[Required task] Write a two-sentence summary of the passage below about the Steelers' throwback jerseys.

[Excerpted passage]

It’s cool that the Steelers are bringing back their vintage 1970s jerseys with the block numbers and letters when they host the Browns on Oct. 28 at Heinz Field.

Since that game is three days before Halloween, however, wouldn’t it have been better if both the Browns and Steelers had worn color-rush jerseys, with the Steelers in all black and the Browns in all orange?

All kidding aside, the Steelers are eschewing their bumblebee throwbacks to commemorate the 40th anniversary of their 1978 championship team.

It’s also the 10th anniversary of the Steelers’ 2008 championship team, or to put it another way, it’s been 10 damn years since the Steelers last won a Super Bowl.

They have the talent to end that dry spell this year, but Ben Roethlisberger, the one remaining player from that 2008 team, suggested that the Steelers didn’t improve their chances of winning a championship in 2018 by taking Mason Rudolph in the third round of the draft.

[Coordinate annotation records]
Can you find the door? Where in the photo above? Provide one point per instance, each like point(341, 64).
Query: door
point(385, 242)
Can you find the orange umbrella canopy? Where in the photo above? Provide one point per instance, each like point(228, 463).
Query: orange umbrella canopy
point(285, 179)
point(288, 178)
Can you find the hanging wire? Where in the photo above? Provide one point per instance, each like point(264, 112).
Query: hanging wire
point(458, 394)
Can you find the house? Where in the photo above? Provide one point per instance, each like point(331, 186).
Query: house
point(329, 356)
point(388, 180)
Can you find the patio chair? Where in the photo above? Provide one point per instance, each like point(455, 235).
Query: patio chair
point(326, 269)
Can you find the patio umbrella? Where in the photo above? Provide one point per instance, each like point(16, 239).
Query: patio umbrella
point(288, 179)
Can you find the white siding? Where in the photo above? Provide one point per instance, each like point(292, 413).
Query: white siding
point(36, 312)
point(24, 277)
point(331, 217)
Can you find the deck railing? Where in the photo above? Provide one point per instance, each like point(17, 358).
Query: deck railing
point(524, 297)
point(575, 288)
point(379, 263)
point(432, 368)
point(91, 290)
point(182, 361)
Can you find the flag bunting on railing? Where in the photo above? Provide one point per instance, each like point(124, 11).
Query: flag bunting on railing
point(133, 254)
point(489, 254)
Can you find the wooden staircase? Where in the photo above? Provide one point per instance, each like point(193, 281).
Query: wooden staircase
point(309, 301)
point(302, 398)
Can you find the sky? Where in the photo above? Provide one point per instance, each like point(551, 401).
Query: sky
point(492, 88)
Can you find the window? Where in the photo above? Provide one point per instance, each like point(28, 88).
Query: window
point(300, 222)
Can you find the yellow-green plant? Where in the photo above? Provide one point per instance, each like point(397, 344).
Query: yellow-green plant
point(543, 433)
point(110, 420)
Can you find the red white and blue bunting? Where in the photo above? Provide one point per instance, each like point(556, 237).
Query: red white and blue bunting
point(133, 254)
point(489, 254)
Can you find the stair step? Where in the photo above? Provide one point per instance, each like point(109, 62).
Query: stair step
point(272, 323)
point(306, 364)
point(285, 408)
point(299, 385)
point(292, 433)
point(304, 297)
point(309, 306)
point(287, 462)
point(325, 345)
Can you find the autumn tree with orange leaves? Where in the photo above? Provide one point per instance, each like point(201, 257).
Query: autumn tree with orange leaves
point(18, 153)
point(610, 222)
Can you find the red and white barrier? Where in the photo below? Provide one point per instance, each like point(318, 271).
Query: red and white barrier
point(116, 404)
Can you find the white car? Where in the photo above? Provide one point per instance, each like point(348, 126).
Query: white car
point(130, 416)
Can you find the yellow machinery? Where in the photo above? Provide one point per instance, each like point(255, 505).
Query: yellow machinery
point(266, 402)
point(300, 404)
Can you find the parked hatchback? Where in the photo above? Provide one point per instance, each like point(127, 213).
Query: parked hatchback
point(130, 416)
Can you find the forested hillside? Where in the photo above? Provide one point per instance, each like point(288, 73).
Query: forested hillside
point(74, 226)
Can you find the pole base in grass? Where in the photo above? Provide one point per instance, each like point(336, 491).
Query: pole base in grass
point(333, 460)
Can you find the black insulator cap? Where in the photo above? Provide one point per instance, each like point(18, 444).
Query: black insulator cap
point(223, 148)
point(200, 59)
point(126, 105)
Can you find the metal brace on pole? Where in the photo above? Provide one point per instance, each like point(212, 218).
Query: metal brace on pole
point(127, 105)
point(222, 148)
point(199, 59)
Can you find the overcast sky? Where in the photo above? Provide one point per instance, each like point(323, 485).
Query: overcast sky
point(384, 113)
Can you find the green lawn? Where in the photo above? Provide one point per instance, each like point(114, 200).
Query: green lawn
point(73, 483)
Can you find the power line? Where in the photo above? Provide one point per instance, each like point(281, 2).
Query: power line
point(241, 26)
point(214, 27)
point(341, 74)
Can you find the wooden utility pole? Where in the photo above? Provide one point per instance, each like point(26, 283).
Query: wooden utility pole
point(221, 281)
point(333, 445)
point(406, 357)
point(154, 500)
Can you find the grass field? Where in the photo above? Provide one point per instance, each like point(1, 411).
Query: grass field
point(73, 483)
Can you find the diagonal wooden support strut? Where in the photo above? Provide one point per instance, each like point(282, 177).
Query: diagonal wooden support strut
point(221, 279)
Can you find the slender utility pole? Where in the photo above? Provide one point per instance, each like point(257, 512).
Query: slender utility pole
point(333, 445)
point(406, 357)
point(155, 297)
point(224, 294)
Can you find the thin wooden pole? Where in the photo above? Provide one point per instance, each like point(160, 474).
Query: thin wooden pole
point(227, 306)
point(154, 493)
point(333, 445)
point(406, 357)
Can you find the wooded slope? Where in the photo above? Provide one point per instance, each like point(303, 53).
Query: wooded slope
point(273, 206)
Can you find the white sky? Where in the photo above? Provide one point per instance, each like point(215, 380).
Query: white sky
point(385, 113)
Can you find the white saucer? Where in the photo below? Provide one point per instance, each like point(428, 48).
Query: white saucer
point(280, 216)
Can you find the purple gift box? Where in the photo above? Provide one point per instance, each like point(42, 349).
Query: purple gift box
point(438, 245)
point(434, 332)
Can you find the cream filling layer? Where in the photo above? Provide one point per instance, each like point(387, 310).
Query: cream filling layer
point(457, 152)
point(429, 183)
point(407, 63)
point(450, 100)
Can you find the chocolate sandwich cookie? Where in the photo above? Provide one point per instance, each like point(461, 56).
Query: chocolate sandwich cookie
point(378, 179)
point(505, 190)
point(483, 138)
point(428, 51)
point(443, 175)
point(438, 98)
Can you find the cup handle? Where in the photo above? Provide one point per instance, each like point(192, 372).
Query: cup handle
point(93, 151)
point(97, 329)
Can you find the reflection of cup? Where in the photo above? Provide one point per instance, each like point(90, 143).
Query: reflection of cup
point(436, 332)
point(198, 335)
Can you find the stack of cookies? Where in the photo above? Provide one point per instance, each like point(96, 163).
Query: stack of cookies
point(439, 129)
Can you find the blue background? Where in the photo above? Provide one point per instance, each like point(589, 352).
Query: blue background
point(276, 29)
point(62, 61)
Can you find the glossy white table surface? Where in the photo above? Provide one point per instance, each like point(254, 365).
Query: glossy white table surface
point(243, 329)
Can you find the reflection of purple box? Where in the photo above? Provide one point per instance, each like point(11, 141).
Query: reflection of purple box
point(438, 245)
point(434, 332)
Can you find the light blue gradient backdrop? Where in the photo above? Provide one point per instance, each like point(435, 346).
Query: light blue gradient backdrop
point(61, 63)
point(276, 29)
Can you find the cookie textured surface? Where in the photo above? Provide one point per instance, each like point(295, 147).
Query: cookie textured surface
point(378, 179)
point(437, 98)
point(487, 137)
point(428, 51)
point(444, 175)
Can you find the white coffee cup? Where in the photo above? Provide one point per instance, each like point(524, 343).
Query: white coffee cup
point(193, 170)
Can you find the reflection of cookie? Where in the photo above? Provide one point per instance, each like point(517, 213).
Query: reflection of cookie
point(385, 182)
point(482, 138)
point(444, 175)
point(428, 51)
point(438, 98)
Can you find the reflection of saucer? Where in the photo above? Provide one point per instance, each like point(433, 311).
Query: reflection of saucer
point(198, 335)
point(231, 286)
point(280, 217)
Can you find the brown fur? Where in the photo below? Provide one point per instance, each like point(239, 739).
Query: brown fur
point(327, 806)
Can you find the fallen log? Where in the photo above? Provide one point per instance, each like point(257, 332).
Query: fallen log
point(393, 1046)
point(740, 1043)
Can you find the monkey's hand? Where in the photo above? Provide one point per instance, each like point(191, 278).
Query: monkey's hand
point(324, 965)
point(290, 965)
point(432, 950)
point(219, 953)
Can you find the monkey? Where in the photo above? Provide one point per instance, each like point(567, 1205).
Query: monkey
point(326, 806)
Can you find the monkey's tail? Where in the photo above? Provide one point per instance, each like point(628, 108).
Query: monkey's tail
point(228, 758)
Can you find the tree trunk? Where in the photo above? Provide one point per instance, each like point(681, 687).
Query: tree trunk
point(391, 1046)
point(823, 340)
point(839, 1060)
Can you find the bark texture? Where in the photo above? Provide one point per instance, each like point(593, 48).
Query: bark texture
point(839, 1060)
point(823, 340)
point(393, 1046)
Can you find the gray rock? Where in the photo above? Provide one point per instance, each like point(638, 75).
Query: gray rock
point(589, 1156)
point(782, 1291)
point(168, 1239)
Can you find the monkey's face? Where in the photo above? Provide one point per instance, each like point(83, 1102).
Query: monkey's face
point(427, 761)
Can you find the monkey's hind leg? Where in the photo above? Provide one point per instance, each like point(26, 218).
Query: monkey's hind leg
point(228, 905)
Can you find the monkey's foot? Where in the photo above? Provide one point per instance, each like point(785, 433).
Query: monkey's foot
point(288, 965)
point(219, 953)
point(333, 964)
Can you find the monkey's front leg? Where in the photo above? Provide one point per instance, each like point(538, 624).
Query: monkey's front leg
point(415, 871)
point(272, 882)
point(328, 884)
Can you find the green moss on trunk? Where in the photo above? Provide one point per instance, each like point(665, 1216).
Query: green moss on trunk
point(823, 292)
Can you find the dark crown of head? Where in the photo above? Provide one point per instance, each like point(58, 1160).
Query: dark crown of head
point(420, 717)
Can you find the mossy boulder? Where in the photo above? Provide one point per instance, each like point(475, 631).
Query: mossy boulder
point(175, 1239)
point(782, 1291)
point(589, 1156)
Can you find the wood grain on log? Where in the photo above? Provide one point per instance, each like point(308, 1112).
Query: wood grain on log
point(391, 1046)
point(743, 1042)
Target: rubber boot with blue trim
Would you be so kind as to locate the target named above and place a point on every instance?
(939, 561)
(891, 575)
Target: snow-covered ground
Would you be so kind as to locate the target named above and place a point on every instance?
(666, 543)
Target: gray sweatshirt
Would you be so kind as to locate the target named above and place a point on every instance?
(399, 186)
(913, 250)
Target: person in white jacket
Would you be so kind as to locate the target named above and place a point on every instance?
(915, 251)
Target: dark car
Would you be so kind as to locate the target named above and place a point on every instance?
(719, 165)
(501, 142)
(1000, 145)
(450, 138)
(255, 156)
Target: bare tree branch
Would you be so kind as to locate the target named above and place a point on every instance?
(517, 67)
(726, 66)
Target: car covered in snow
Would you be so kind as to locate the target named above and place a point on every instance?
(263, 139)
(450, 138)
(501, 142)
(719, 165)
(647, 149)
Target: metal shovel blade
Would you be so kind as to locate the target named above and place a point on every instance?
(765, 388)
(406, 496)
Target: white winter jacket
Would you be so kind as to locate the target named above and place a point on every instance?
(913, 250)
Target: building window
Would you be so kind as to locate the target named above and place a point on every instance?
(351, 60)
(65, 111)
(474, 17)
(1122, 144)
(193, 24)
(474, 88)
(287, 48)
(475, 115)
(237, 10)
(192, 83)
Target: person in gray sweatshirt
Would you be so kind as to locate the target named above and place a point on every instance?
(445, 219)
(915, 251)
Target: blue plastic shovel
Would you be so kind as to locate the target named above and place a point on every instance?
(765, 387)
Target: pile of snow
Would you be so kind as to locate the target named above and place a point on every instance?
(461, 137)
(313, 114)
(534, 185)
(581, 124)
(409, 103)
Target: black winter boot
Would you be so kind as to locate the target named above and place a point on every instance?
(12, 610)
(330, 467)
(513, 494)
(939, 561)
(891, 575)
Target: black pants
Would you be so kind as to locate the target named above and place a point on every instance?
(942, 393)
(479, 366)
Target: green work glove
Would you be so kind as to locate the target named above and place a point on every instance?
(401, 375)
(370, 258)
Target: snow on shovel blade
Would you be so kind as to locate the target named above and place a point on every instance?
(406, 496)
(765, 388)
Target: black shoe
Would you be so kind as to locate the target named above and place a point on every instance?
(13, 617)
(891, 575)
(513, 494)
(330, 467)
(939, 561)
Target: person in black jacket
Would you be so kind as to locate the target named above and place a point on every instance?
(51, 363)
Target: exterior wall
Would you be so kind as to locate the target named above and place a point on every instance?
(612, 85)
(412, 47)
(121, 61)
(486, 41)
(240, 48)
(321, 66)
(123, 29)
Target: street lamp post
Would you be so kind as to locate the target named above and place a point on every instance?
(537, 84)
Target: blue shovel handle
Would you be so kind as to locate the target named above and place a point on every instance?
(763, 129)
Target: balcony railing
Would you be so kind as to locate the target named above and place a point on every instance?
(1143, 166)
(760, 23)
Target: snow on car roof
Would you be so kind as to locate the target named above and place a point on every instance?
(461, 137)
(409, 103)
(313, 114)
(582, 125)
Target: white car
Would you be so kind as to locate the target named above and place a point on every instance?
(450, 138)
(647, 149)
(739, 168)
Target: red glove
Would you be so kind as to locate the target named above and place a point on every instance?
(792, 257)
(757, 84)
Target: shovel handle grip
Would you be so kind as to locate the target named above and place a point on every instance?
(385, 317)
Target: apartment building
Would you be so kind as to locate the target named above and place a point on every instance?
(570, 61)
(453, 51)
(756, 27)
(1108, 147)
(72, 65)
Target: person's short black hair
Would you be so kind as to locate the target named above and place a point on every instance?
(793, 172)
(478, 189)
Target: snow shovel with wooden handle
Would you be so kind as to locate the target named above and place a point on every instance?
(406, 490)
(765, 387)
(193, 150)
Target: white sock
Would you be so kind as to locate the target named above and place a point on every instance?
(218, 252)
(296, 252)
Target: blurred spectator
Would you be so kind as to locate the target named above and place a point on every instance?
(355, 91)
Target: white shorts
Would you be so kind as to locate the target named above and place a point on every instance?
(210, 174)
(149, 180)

[Full response] The Steelers will wear their vintage 1970s block-number jerseys when they host the Browns on Oct. 28 at Heinz Field to commemorate the 40th anniversary of their 1978 championship team. This year also marks 10 years since their 2008 title, their last Super Bowl win, and Ben Roethlisberger suggested that taking Mason Rudolph in the third round of the draft did not improve their chances of winning a championship in 2018.